>> Begin

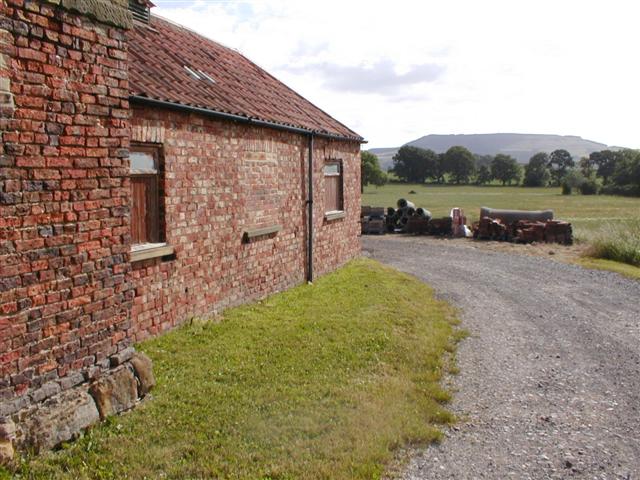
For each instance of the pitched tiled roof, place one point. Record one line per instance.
(228, 82)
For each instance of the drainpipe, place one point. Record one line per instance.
(310, 213)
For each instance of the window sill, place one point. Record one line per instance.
(249, 235)
(145, 251)
(335, 215)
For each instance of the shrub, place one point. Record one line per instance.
(618, 241)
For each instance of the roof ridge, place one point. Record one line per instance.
(240, 85)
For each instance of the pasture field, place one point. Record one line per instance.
(585, 212)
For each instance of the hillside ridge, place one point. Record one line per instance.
(521, 146)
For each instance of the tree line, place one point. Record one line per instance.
(607, 171)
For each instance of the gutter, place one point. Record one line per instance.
(140, 100)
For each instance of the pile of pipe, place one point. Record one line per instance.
(522, 227)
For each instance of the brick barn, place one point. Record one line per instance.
(147, 175)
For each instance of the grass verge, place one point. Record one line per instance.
(322, 381)
(617, 242)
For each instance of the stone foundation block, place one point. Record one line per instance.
(56, 420)
(115, 393)
(143, 369)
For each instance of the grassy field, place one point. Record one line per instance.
(584, 212)
(322, 381)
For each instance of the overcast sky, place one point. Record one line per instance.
(396, 70)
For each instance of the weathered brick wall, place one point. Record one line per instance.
(221, 179)
(65, 297)
(336, 241)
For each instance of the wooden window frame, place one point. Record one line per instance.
(154, 243)
(340, 192)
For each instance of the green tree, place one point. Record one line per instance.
(484, 175)
(460, 164)
(506, 169)
(560, 161)
(441, 168)
(587, 166)
(483, 160)
(371, 173)
(414, 165)
(573, 178)
(536, 172)
(605, 163)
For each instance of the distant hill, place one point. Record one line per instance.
(521, 146)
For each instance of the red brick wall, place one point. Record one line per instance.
(64, 295)
(67, 286)
(221, 179)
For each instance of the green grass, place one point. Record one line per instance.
(322, 381)
(619, 242)
(599, 264)
(585, 212)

>> End

Copy out every line of the records above word for word, leaving out the pictures.

For each instance of the pitched tiled roof, place one point. Record one line per instance.
(228, 82)
For each instance of the drainpipe, place one point. Record one line per instance.
(310, 213)
For each instance of the window sill, place one point. Record one line per instance.
(249, 235)
(145, 251)
(335, 215)
For each instance of the shrub, place one point. Record one line per instance.
(618, 241)
For each instance of the roof ridge, place one point. Record one line per instance.
(240, 85)
For each instance of the pasture field, place one point. Record one line per instance.
(585, 212)
For each instance of the hillside ridge, place one point. Record one line per instance.
(521, 146)
For each instance of the tree line, place one point. Record one line per instance.
(607, 171)
For each instance of the gutter, place one point. Record one line per instance.
(140, 100)
For each instance of the pile of pipe, place one point. Record one line per instance.
(522, 227)
For each instance of the brick barn, place one point. Record one line per instance.
(147, 175)
For each instance of the grass verge, place one point. Record one line per instance.
(322, 381)
(617, 242)
For each instance of the stone foundation block, place one point. Record one line per instance.
(56, 420)
(115, 393)
(143, 369)
For each instance of the grassy field, place one point. Record one line per instance.
(584, 212)
(322, 381)
For each instance of the overcast sky, place one point. Record one line per instance.
(396, 70)
For each instance of the weathered brick wall, place one point. Record one line per instance.
(221, 179)
(65, 297)
(336, 241)
For each instance of the wooden window frame, place one point. Record one line per instance.
(154, 243)
(340, 192)
For each instance of the green tree, place one point. Record one line per instance.
(484, 175)
(460, 164)
(506, 169)
(560, 161)
(441, 168)
(587, 166)
(483, 160)
(371, 173)
(414, 165)
(573, 178)
(536, 172)
(605, 163)
For each instance of the distant hill, place one point. Record one line per instance.
(521, 146)
For each instance of the red brick wall, place one point. Record one line per instance.
(64, 295)
(67, 286)
(221, 179)
For each instance of the green grass, place one point. Record one line per instance.
(322, 381)
(619, 242)
(599, 264)
(585, 212)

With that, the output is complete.